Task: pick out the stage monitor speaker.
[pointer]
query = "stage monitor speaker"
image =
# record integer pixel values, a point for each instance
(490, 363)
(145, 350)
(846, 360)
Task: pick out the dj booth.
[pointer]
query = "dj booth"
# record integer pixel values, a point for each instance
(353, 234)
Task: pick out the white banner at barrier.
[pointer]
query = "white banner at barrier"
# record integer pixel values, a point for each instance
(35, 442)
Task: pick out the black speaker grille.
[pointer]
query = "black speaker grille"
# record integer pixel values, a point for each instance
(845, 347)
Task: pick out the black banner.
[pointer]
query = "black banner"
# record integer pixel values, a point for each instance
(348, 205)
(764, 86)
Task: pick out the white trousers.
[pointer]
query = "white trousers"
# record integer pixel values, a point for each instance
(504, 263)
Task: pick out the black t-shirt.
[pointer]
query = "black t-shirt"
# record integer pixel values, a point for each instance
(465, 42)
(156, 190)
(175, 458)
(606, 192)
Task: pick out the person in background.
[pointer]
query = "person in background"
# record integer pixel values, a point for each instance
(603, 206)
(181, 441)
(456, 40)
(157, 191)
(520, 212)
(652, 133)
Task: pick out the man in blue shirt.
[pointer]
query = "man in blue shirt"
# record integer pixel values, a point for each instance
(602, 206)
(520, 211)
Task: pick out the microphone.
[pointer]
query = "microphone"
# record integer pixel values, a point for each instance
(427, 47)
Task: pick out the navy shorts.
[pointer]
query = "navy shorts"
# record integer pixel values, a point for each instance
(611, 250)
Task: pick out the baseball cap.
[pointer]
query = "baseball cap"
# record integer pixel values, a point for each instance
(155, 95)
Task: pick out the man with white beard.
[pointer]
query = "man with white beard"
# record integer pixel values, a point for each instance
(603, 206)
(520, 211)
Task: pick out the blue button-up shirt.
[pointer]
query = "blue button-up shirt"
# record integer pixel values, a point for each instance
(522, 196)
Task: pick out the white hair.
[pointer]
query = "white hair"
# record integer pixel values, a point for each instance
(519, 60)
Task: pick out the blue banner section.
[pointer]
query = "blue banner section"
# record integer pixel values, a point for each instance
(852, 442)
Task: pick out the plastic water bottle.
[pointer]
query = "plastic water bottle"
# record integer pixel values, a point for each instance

> _THE PROBLEM_:
Print the data above exactly as it reads.

> _OUTPUT BELOW_:
Task: pick out the stage monitor speaker.
[pointer]
query = "stage monitor speaker"
image =
# record integer pixel values, a point for each instance
(490, 363)
(145, 350)
(846, 360)
Task: pick out the dj booth.
[pointer]
query = "dj booth"
# record integer pixel values, a point for each instance
(353, 234)
Task: pick out the white banner at barrier.
[pointer]
query = "white banner at barrier"
# record integer pixel values, a point for each instance
(35, 442)
Task: pick out the black speaker grille.
[pointer]
query = "black speaker grille"
# record integer pixel values, a point for each instance
(845, 347)
Task: pick out the black banner.
[pointer]
query = "black banner"
# record integer pixel values, a point for each instance
(348, 205)
(764, 86)
Task: pick out the white trousers.
[pointer]
query = "white trousers"
# record integer pixel values, a point for each instance
(504, 263)
Task: pick out the black t-shirt.
[pointer]
query = "black t-shirt"
# record integer pixel values, a point for each instance
(465, 42)
(156, 190)
(175, 458)
(606, 192)
Task: pick out the person in background.
[pointer]
query = "person in background"
# record integer pixel values, a point for each instance
(603, 206)
(181, 441)
(456, 40)
(157, 191)
(520, 212)
(652, 133)
Task: pick out the man in blue shirt.
[pointer]
query = "man in blue shirt"
# record integer pixel values, a point for each instance
(602, 206)
(520, 211)
Task: pick out the microphone.
[pointer]
query = "microphone"
# record integer pixel values, a point for each instance
(427, 47)
Task: pick out the navy shorts.
[pointer]
query = "navy shorts"
# record integer pixel values, a point for each instance
(611, 250)
Task: pick out the baseball cap.
[pointer]
query = "baseball cap"
# record integer pixel values, a point for each instance
(155, 95)
Task: pick out the man with white beard.
[pointer]
query = "man with white beard"
# record integer pixel values, a point for each instance
(603, 206)
(520, 211)
Task: pick out the blue button-up shirt.
[pointer]
query = "blue button-up shirt"
# record integer pixel values, a point for each instance
(522, 196)
Task: pick out the white hair.
[pointer]
query = "white hair"
# record integer pixel values, a point for each instance
(519, 60)
Task: pick out the blue banner section.
[pointer]
query = "blue banner section"
# record integer pixel values, a point for each instance
(852, 442)
Task: pick out the plastic water bottle.
[pointer]
query = "plastic water bottle"
# record integer pixel values, a point for each instance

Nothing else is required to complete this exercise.